▶ **Task objective**:
Return the listing word for word, as given.

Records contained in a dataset
^^^^

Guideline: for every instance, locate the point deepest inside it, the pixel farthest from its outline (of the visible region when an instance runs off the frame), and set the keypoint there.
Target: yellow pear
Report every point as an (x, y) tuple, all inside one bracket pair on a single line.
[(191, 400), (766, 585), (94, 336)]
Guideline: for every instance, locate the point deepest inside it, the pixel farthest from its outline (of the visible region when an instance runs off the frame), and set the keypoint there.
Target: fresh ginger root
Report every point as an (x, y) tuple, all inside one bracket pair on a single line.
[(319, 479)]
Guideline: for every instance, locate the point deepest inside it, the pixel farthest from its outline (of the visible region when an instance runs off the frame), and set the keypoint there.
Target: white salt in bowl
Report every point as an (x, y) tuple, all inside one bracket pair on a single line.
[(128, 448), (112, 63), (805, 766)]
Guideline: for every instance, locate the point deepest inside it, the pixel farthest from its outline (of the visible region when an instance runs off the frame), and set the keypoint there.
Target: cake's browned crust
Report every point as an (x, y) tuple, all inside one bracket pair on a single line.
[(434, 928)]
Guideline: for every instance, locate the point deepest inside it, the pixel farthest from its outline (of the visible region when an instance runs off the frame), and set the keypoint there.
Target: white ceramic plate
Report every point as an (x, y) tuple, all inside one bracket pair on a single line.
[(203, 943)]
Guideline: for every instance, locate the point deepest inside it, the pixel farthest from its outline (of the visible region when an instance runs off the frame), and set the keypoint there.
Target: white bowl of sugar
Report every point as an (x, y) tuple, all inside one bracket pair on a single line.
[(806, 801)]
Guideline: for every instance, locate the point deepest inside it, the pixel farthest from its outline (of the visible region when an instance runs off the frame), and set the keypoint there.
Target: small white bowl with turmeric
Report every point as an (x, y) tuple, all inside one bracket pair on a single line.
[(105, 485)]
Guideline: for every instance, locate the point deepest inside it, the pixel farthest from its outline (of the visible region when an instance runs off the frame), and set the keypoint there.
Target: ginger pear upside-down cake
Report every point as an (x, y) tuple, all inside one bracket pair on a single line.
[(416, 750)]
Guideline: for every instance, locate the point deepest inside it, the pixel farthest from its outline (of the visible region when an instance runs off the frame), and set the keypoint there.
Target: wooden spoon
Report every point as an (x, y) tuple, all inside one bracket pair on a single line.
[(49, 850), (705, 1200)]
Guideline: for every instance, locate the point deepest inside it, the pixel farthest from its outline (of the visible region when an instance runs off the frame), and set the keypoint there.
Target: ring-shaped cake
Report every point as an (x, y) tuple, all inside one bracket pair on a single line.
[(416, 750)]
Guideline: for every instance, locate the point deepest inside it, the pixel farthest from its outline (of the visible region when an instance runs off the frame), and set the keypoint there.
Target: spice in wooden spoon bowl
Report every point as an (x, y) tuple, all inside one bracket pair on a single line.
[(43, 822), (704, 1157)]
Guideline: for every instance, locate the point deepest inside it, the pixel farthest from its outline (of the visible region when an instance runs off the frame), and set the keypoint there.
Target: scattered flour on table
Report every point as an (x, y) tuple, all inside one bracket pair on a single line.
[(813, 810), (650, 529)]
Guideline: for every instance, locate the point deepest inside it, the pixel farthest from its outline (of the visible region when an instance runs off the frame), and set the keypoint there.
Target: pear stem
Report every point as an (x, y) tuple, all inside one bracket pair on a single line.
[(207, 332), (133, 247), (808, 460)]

^^^^

▶ **The output**:
Guideline: for every instance, locate the point deepest inside it, the pixel farthest from its outline (of the visible region when an instance runs off the frame), and set the keypoint there.
Target: yellow pear
Report every point as an (x, y) tuple, all inside one bracket pair on a single line.
[(191, 400), (766, 585), (94, 336)]
Guideline: for every instance, locate the point deepest inside it, the pixel farthest from its outline (of the visible region when an instance runs off the frame), and set the keypoint there.
Target: fresh ginger root
Report every point as an (x, y) tuple, all inside one bracket pair on a single line.
[(319, 479)]
Guideline: for every instance, locate the point deepest inside it, the pixel farthest from its outline (of the visible region when an instance runs off the frame), and set the keypoint there.
Target: white salt in bowl
Report every point as an (x, y) tuple, all inside one bracket pair on a single line.
[(128, 448), (112, 63), (805, 766)]
Guideline: for every instance, locate the point deepest inside it, the pixel farthest from its outline (of the visible region when an instance runs off the frame), and set the keypoint there.
Target: cake's browned crust
Report every point as an (x, y) tuple, all inside one bracket pair on a single line.
[(434, 928)]
Guideline: for every instance, locate the point deepest inside it, the pixel farthest from its outline (of the visible region when an instance runs off the frame), and set the keypoint there.
Target: white ceramic plate
Report every point as an (x, y) tuple, all inside one bracket pair on a single line.
[(203, 943)]
Guideline: for every instance, locate the point deepest inside it, the pixel farthest from its outline (of the visible region when an instance runs off the frame), and set the keypoint there.
Target: white bowl of sugar
Report every point as an (x, y) tuple, all inside one bracket pair on a single line.
[(806, 801)]
Guideline: for every instance, locate the point deepest inside it, the pixel farthest from its outline (of the visible region when an instance runs off the frame), and set the keypoint there.
Target: small white bowl with turmeric
Report every point as an (x, y) tuple, all inside one bracket pair on a single line.
[(105, 485)]
Guideline: for every instance, locate the point deepest inside it, the pixel farthest from its outline (of the visible region when an instance runs off the frame), and set the keypoint there.
Target: ginger pear upside-down cake
Report every point as an (x, y) tuple, all inside one bracket pair on a single line.
[(416, 750)]
Guideline: for every instance, locate the point deepest inside it, the pixel farthest from its outline (of the visible region when an instance runs off the frame), and set the keypoint there.
Target: wooden spoon
Report every point as an (x, y) tuple, all inside one bracket pair on a single line.
[(49, 850), (705, 1200)]
Guideline: for every instance, locate the point deepest inside it, the pixel farthest from its outline (of the visible region when an instance runs off the frame), and set the keypoint there.
Target: ring-shaped cake
Report every point as an (x, y) tuple, all inside one bracket pair on a single line.
[(416, 750)]
Guideline: for every instance, locate the point deepest inside it, the pixel farthest from its outline (of the visible region when an instance runs off the frame), and set the keypoint there.
Target: spice in wooden spoon bowl
Report every point as an (x, y) tuple, all inside one bracket pair on a single line.
[(43, 822), (704, 1157)]
Guideline: for every instance, locate the point deepest inside it, the pixel farthest from its outline (of the visible region when an instance runs off the frame), and set the keypoint there.
Target: scattered flour on table
Report every point as an (x, y) tuple, all inside one bracket pair on a single line.
[(813, 810), (650, 529)]
Guideline: for every instance, locate the point deepest inside it, the pixel farthest from its outline (of the visible region when an instance runs off the frame), and set the keypoint there.
Target: pear stem
Report every point as an (x, y) tuple, all inside one bracket pair on a single line.
[(207, 332), (133, 247), (808, 460)]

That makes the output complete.